• [Work order] Return the data below in full, exactly as it stands.

(Records from a collection)
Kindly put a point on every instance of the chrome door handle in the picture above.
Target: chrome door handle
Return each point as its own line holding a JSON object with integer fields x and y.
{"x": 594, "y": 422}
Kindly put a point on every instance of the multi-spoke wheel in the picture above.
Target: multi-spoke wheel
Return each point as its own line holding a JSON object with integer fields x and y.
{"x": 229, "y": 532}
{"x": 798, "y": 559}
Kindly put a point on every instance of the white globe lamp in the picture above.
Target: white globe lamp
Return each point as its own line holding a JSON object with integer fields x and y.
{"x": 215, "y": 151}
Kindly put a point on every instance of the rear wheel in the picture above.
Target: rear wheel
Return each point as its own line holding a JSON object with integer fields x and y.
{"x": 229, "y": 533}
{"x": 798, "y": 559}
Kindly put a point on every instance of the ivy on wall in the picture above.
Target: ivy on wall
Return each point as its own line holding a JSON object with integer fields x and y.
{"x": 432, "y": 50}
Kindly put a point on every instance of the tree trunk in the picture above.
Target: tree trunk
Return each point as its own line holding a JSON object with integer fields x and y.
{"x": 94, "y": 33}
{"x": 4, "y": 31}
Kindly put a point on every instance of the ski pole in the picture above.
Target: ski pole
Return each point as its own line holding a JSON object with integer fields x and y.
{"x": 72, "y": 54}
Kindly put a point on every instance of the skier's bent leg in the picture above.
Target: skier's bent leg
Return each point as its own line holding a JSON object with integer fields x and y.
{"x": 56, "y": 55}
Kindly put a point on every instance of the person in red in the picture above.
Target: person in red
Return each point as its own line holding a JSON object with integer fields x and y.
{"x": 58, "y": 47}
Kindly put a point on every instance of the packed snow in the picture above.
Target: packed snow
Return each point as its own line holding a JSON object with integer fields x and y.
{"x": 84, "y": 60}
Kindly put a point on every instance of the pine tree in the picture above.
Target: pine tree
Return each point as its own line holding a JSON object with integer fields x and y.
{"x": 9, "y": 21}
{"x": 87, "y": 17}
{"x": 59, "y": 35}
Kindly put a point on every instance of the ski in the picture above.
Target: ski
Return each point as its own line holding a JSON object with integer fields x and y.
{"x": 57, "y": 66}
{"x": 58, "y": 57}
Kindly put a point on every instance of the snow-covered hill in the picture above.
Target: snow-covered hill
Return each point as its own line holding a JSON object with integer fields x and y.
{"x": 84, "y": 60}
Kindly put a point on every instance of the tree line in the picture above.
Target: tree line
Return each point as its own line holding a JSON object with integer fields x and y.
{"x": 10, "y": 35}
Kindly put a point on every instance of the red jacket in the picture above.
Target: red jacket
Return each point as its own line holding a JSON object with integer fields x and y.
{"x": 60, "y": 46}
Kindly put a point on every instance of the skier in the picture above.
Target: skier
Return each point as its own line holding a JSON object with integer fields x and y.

• [Written reply]
Kindly put a point on every instance of the chrome door handle in the picture above.
Target: chrome door handle
Return each point as its own line holding a JSON object with integer fields x and y.
{"x": 594, "y": 422}
Kindly put a point on every instance of the multi-spoke wheel in the picture above.
Target: multi-spoke wheel
Return each point as its own line holding a JSON object with integer fields x and y.
{"x": 229, "y": 532}
{"x": 798, "y": 559}
Kindly put a point on every instance of the white globe lamp in the picture above.
Target: white globe lamp
Return each point as its own line holding a JSON object with integer fields x and y.
{"x": 215, "y": 151}
Kindly put a point on every instance of the rear wheel in the picture above.
Target: rear wheel
Return each point as its own line holding a JSON object with integer fields x and y.
{"x": 229, "y": 533}
{"x": 798, "y": 559}
Kindly put a point on every instance of the ivy on wall in the picture above.
Target: ivy on wall
Return each point as its own line holding a JSON object with integer fields x and y.
{"x": 432, "y": 50}
Kindly put a point on every instance of the tree trunk in the picture above.
Target: tree trunk
Return each point as its own line holding a JSON object with integer fields x and y.
{"x": 94, "y": 33}
{"x": 4, "y": 31}
Kindly put a point on every instance of the ski pole in the picture above.
Target: ski pole
Return each point as its own line holding a JSON object with integer fields x and y.
{"x": 72, "y": 54}
Kindly put a point on every instance of the skier's bent leg in the picture above.
Target: skier's bent leg
Return each point as its own line holding a JSON object with integer fields x and y.
{"x": 56, "y": 55}
Kindly put a point on every instance of the person in red in the picture above.
Target: person in red
Return each point as its own line holding a JSON object with integer fields x and y.
{"x": 58, "y": 47}
Kindly put a point on every instance of the packed snow in the picture above.
Target: packed snow
Return each point as its own line holding a JSON object with integer fields x and y.
{"x": 84, "y": 60}
Kindly put a point on every instance of the pine tree in the picture above.
Target: pine tree
Return each point as its own line holding a JSON object with integer fields x and y.
{"x": 9, "y": 21}
{"x": 87, "y": 17}
{"x": 59, "y": 35}
Kindly put a point on every instance of the ski in the picture above.
Target: ski
Return each point as its own line holding a JSON object with integer fields x and y.
{"x": 57, "y": 66}
{"x": 58, "y": 57}
Kindly put a point on every instance of the snow-covered hill in the picture above.
Target: snow-covered hill
Return each point as its own line holding a JSON object with integer fields x and y.
{"x": 84, "y": 60}
Kindly put a point on every instance of the tree line in the picture above.
Target: tree line
Return each point as its own line holding a JSON object with integer fields x and y.
{"x": 10, "y": 35}
Kindly put a point on every instance of the red jacket in the picture above.
Target: red jacket
Return each point as its own line holding a JSON object with integer fields x and y.
{"x": 60, "y": 46}
Kindly put a point on every instance of the skier in the picture above.
Target: skier
Return each point as its own line holding a JSON object with integer fields x and y.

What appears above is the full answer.